PROMPT 1. According to the text on Kipling's short fiction, in which city did Kipling spend his newspaper days?
PROMPT 2. Write the next part of the text on Kipling's short fiction, picking up after its final sentence.

READING TEXT.
>> Start

Rudyard Kipling Short Fiction Criticism
Many of Rudyard Kipling’s earliest short stories are set in the India of his early childhood years in Bombay and his newspaper days in Lahore. The intervening years at school in England had perhaps increased his sensitivity to the exotic Indian locale and British imperial presence. Kipling was a voracious reader of English, French, and American writers, trained by his newspaper experience in the virtues of conciseness and detail. His art arrived almost fully revealed in his earliest works. Kipling focused, however, not on the glories and conquests of empire but on the lives—work and activities, passions and emotions—of ordinary people responding to what were often extraordinary or inexplicable events. Love, especially doomed love, terror and the macabre, revenge and its consequences—these were the elements upon which his stories turned, even later when the settings were often English. His fame or notoriety was almost instantaneous, in part because of the locations and subject matter of the stories, because of his use of dialect in re-creating the voices of his nonestablishment characters, and because Kipling’s early writings appeared at a time when England and Western civilization as a whole were caught up in imperial dreams and rivalries.

>> End

DATASET RECORDS.
>> Start

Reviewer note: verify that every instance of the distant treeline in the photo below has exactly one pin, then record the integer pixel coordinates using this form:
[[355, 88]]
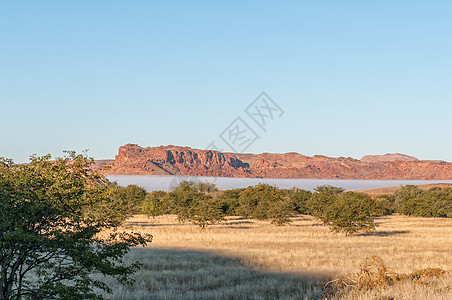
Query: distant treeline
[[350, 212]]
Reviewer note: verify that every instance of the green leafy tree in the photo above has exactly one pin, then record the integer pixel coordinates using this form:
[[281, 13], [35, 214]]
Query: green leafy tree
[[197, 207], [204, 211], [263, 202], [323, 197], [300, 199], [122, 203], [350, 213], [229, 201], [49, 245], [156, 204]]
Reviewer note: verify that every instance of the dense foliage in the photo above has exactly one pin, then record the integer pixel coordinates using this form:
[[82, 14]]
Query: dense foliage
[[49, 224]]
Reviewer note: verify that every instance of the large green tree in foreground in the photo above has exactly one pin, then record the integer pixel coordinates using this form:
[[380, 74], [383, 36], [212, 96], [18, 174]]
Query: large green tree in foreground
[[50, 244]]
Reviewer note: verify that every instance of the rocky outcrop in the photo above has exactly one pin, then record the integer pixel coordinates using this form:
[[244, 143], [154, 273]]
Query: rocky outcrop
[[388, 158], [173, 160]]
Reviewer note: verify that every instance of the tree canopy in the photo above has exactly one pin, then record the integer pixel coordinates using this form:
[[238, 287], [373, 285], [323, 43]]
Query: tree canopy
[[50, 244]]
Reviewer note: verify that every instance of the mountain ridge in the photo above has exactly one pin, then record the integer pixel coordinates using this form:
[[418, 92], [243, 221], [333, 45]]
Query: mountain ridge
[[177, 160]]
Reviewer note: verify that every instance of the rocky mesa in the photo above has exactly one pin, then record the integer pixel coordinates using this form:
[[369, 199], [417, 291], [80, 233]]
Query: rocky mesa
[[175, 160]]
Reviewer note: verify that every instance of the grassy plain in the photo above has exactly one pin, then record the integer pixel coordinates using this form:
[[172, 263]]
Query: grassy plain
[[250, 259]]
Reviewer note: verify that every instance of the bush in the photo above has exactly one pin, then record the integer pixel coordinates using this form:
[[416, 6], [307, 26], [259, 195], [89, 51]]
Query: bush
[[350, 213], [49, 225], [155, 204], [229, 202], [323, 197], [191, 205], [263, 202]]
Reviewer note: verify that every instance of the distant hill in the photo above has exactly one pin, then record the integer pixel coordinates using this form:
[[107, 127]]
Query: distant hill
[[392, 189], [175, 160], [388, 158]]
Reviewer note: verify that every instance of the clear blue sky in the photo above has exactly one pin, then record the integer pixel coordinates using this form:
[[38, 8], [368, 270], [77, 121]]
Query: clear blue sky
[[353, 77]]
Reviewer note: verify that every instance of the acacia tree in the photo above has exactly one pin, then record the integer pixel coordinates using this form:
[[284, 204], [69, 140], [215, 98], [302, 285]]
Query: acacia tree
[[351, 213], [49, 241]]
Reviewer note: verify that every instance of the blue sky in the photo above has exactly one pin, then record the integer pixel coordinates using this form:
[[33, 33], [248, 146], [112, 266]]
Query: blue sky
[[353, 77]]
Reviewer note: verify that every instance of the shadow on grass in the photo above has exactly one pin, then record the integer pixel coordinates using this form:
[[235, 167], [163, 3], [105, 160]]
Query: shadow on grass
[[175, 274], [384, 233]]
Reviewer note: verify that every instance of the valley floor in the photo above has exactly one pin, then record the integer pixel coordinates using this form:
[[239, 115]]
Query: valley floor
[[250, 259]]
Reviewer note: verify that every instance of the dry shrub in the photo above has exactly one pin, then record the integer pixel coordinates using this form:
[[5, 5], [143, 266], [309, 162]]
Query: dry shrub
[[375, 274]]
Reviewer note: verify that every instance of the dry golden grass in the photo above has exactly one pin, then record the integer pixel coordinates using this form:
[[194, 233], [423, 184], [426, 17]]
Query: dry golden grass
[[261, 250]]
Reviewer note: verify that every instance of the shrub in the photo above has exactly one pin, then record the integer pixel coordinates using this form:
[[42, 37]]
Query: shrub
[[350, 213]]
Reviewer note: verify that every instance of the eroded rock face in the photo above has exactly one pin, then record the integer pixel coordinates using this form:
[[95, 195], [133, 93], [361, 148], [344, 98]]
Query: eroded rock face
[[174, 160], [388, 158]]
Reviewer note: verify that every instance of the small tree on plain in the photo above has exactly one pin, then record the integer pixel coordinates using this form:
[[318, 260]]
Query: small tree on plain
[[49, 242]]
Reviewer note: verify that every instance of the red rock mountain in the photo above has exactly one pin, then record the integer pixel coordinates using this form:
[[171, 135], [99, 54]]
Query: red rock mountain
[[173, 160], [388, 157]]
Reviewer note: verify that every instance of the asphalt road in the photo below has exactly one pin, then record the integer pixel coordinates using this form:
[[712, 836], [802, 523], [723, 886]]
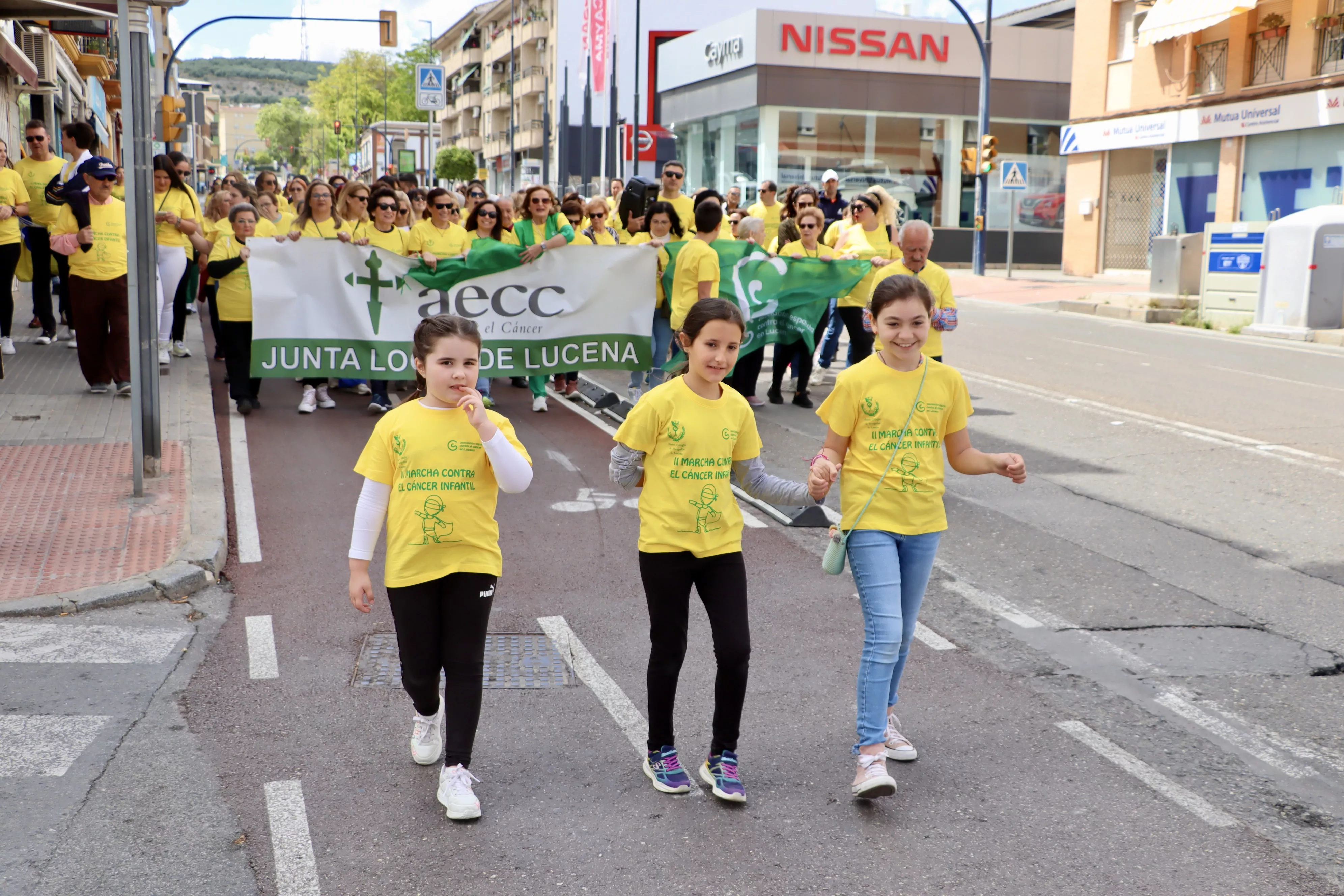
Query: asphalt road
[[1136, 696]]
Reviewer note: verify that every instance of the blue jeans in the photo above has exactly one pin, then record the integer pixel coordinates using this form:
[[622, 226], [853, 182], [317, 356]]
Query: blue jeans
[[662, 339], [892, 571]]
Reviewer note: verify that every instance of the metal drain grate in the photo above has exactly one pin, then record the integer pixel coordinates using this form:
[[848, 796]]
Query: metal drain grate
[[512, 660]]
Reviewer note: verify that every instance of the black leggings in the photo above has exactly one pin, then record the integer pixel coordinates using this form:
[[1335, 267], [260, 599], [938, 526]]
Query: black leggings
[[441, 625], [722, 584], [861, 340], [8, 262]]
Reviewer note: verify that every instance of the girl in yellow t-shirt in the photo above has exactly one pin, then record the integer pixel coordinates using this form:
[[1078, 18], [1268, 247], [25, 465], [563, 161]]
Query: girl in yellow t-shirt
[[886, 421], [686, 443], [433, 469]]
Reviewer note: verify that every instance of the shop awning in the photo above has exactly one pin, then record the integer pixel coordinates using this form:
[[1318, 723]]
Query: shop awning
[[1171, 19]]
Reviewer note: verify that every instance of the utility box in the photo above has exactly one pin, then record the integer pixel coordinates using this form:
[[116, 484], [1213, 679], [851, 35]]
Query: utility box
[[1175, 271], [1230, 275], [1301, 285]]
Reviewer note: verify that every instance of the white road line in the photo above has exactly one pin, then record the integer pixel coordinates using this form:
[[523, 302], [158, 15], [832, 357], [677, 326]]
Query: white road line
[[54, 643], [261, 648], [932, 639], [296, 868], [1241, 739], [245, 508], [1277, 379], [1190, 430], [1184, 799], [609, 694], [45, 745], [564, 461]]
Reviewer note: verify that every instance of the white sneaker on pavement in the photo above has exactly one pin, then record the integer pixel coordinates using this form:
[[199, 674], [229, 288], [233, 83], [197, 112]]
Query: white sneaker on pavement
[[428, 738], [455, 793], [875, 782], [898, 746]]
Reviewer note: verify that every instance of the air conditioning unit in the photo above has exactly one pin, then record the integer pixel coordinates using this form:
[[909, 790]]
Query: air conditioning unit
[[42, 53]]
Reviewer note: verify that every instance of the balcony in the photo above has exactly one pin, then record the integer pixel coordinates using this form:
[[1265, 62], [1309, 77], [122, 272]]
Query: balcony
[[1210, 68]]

>> End

ANSWER 1. Lahore

ANSWER 2.
A number of his stories pivot around the relations between men and women. Kipling has been called a misogynist, and often his characters, particularly those in the military, blame women for their own and others’ misfortunes. Most of his stories employ a male voice, and many critics agree that Kipling’s women are not often fully realized, particularly in his early years. The isolation of British soldiers and officials in India could itself explain these portrayals. There were boundaries in that esoteric environment—sexual, social, racial—that were violated only at a cost, but in Kipling’s stories they are crossed because his characters choose to do so or cannot help themselves.
“Beyond the Pale”
In “Beyond the Pale,” Christopher Trejago seduces and is seduced by a fifteen-year-old Hindu widow, Bisea, before misunderstanding and jealousy cause the lovers to terminate the relationship. Later, Trejago returns to their place of rendezvous only to discover that Bisea’s hands have been cut off at the wrists; at the instant of his discovery, he is attacked by a sharp object that injures his groin. One of Kipling’s shortest stories, it exhibits several of his continuing concerns. Love, passion, even understanding are often doomed, whether between man and woman or between British and Indians, while horror and unexpected shock can occur at any time and have lasting effects; revenge is a human quality. Stylistically, the story is rich in the descriptive detail of the dead-end alley where Bisea and Trejago first met but is enigmatic in explaining how the affair became known, leading to Bisea’s maiming. The story does not end with the assault on Trejago. As often with Kipling, there is a coda. Trejago is forced to carry on, with a slight limp and the remembrance of horror leading to sleepless nights.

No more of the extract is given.